WORK ITEM. Somewhere below is a line with "Where can the dry" and, later, a line with "Where can the fox nose"; repeat those two lines and all the lines between them, exactly as they are.
(DATA EXTRACT)
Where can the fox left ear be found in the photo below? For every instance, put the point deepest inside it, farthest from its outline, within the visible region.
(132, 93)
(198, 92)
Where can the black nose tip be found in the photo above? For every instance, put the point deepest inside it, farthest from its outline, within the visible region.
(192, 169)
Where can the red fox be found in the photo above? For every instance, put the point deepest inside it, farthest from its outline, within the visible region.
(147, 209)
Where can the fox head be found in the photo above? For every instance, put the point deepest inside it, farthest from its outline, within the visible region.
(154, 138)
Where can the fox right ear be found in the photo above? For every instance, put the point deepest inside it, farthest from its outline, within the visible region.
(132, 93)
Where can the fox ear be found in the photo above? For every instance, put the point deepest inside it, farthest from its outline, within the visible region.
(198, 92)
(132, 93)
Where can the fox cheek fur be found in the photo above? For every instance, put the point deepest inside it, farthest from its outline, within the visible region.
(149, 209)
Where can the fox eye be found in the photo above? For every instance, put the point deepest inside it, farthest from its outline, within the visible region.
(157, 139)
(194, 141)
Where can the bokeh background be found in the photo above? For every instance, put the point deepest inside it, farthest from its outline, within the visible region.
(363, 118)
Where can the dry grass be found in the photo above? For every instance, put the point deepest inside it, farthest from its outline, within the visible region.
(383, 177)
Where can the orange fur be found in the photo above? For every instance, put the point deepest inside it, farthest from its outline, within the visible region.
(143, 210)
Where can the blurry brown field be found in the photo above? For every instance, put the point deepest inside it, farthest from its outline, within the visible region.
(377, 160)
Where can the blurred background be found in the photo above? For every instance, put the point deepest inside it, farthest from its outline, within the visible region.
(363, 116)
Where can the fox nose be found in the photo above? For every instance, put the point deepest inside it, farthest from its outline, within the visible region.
(End DATA EXTRACT)
(DATA EXTRACT)
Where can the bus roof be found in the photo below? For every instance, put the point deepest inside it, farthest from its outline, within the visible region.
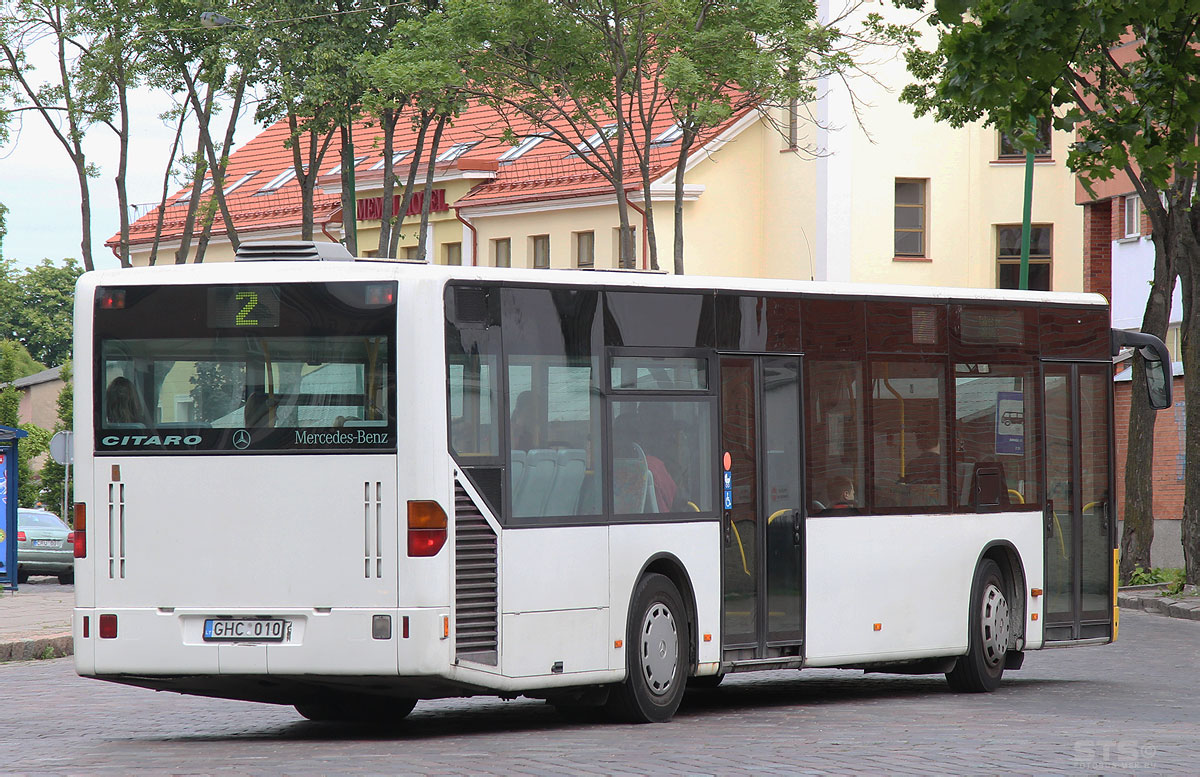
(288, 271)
(End DATA EXTRACT)
TASK SOLUTION.
Where can the dry grass be found in the photo above? For every instance, put the point deepest inside it, farthest from its outline, within the visible region.
(383, 177)
Where can the orange fur be found in the photo above? For every instance, put the point deepest inside it, farthest from its outline, within the visible region.
(143, 210)
Where can the blurry brown field be found in the photo above? For every instance, put the point deepest inside it, farthest from its outline, within the visible region.
(377, 160)
Where can the blurred background be found in the photo above? For every instance, put the point deepest inside it, farthest from its outline, within the visible region.
(363, 116)
Where can the fox nose be found in the photo above? For every instance, put the point deepest inside it, farthest from its outline, within the visible region.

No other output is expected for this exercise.